WHAT TO DO: Type the entries out again exactly as they read, but leave every picture behind.

(Collected data)
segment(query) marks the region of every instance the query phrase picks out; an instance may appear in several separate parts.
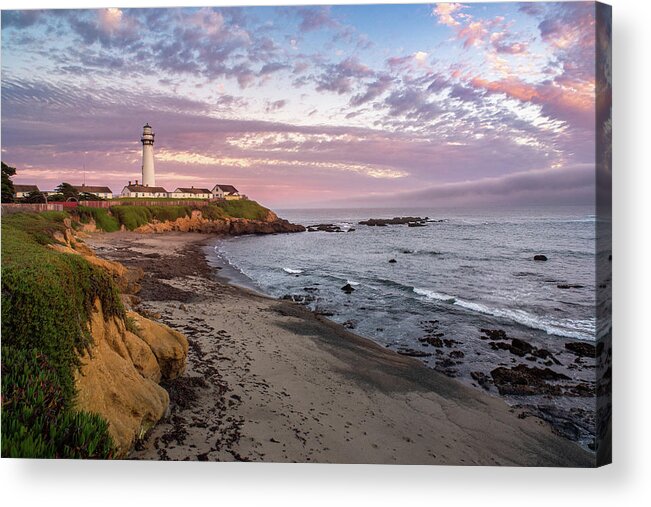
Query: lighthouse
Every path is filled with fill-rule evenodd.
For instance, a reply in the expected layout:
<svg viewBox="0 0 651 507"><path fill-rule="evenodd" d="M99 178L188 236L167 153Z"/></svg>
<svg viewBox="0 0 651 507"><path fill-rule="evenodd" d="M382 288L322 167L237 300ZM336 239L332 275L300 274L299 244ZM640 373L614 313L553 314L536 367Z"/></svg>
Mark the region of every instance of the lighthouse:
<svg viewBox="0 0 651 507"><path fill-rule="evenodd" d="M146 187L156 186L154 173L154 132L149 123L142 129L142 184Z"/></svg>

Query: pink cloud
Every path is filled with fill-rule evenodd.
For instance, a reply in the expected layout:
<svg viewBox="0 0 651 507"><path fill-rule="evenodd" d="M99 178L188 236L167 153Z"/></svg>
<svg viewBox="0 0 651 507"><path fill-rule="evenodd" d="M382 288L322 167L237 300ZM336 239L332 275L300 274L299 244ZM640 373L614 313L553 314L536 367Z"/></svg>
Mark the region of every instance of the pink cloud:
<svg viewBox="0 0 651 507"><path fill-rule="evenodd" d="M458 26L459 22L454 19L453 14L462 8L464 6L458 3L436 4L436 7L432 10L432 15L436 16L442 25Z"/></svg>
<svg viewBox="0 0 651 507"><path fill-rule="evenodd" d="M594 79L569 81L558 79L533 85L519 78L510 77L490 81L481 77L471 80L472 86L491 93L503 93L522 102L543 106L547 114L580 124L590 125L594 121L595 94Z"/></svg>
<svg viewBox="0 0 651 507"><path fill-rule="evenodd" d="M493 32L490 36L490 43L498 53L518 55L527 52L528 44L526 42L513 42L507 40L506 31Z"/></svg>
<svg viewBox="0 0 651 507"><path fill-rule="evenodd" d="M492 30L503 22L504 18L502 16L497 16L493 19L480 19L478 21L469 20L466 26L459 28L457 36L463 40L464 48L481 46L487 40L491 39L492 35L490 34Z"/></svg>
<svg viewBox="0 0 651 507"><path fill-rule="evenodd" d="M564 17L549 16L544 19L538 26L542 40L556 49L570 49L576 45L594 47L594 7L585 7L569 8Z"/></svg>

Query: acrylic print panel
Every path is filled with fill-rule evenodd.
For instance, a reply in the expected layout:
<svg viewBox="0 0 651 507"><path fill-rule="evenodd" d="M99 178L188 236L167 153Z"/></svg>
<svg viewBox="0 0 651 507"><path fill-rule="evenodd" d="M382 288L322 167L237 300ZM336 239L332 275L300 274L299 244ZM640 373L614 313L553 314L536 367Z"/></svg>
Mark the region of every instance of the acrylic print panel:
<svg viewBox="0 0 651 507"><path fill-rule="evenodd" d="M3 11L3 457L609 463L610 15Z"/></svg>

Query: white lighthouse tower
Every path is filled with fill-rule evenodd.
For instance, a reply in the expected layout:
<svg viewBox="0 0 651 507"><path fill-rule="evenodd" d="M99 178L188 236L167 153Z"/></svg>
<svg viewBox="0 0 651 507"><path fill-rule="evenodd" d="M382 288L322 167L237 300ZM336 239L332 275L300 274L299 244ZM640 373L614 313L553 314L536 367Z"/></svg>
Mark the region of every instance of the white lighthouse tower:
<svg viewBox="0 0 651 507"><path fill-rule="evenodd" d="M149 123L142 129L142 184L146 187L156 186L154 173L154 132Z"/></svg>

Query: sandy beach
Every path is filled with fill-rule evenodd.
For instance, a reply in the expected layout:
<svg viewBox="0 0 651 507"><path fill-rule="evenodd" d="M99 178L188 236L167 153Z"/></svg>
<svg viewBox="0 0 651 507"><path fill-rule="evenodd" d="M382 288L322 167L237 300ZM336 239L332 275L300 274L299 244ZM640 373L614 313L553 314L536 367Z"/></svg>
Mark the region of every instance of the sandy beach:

COMPLETED TASK:
segment(query) marks the region of every instance the query phrase picks out; an instance may appear in several separate parts.
Query: lighthouse
Every path is filled with fill-rule evenodd.
For instance, a reply in the expected layout:
<svg viewBox="0 0 651 507"><path fill-rule="evenodd" d="M99 178L188 236L167 153Z"/></svg>
<svg viewBox="0 0 651 507"><path fill-rule="evenodd" d="M382 288L322 167L237 300ZM336 239L332 275L300 274L299 244ZM640 373L614 313L553 314L536 367Z"/></svg>
Mark the region of every instance of the lighthouse:
<svg viewBox="0 0 651 507"><path fill-rule="evenodd" d="M146 187L156 186L154 173L154 132L149 123L142 129L142 184Z"/></svg>

Query: pink cloud
Every path is filled with fill-rule evenodd.
For instance, a reply in the expected layout:
<svg viewBox="0 0 651 507"><path fill-rule="evenodd" d="M99 178L188 236L167 153Z"/></svg>
<svg viewBox="0 0 651 507"><path fill-rule="evenodd" d="M382 288L322 167L237 300ZM336 239L332 275L300 274L299 244ZM640 373L614 313L553 314L536 367Z"/></svg>
Mark the region of every instance of the pink cloud:
<svg viewBox="0 0 651 507"><path fill-rule="evenodd" d="M458 26L459 22L454 19L453 14L462 8L464 6L458 3L436 4L436 7L432 10L432 15L436 16L442 25Z"/></svg>
<svg viewBox="0 0 651 507"><path fill-rule="evenodd" d="M594 79L569 81L558 79L533 85L519 78L510 77L490 81L481 77L471 80L472 86L491 93L503 93L522 102L543 106L547 114L580 124L590 125L594 121L595 94Z"/></svg>
<svg viewBox="0 0 651 507"><path fill-rule="evenodd" d="M493 32L490 36L490 43L498 53L518 55L527 52L528 44L526 42L513 42L507 40L506 31Z"/></svg>
<svg viewBox="0 0 651 507"><path fill-rule="evenodd" d="M492 30L503 22L504 18L502 16L497 16L493 19L480 19L478 21L469 20L466 26L459 28L457 36L463 40L464 48L481 46L487 40L491 39L492 35L490 34Z"/></svg>
<svg viewBox="0 0 651 507"><path fill-rule="evenodd" d="M564 17L549 16L544 19L538 26L542 40L556 49L570 49L576 45L594 47L594 7L585 7L569 8Z"/></svg>

Query: acrylic print panel
Every path is filled with fill-rule evenodd.
For instance, a reply in the expected layout:
<svg viewBox="0 0 651 507"><path fill-rule="evenodd" d="M99 178L188 236L167 153Z"/></svg>
<svg viewBox="0 0 651 507"><path fill-rule="evenodd" d="M382 288L322 167L237 300ZM336 239L332 275L300 274L299 244ZM640 373L614 313L553 314L536 367Z"/></svg>
Mark the region of every instance of the acrylic print panel:
<svg viewBox="0 0 651 507"><path fill-rule="evenodd" d="M3 11L3 457L609 463L610 15Z"/></svg>

Query: white lighthouse tower
Every path is filled with fill-rule evenodd.
For instance, a reply in the expected layout:
<svg viewBox="0 0 651 507"><path fill-rule="evenodd" d="M99 178L188 236L167 153Z"/></svg>
<svg viewBox="0 0 651 507"><path fill-rule="evenodd" d="M382 288L322 167L237 300ZM336 239L332 275L300 274L299 244ZM640 373L614 313L553 314L536 367Z"/></svg>
Mark the region of every instance of the white lighthouse tower:
<svg viewBox="0 0 651 507"><path fill-rule="evenodd" d="M149 123L142 129L142 184L146 187L156 186L154 173L154 132Z"/></svg>

Query: sandy beach
Every path is filled with fill-rule evenodd.
For instance, a reply in the expected layout:
<svg viewBox="0 0 651 507"><path fill-rule="evenodd" d="M99 178L188 236L167 153Z"/></svg>
<svg viewBox="0 0 651 507"><path fill-rule="evenodd" d="M382 288L322 167L237 300ZM336 239L332 275L300 274L299 244ZM640 373L614 313L553 314L536 367Z"/></svg>
Mark the region of every instance of the sandy beach:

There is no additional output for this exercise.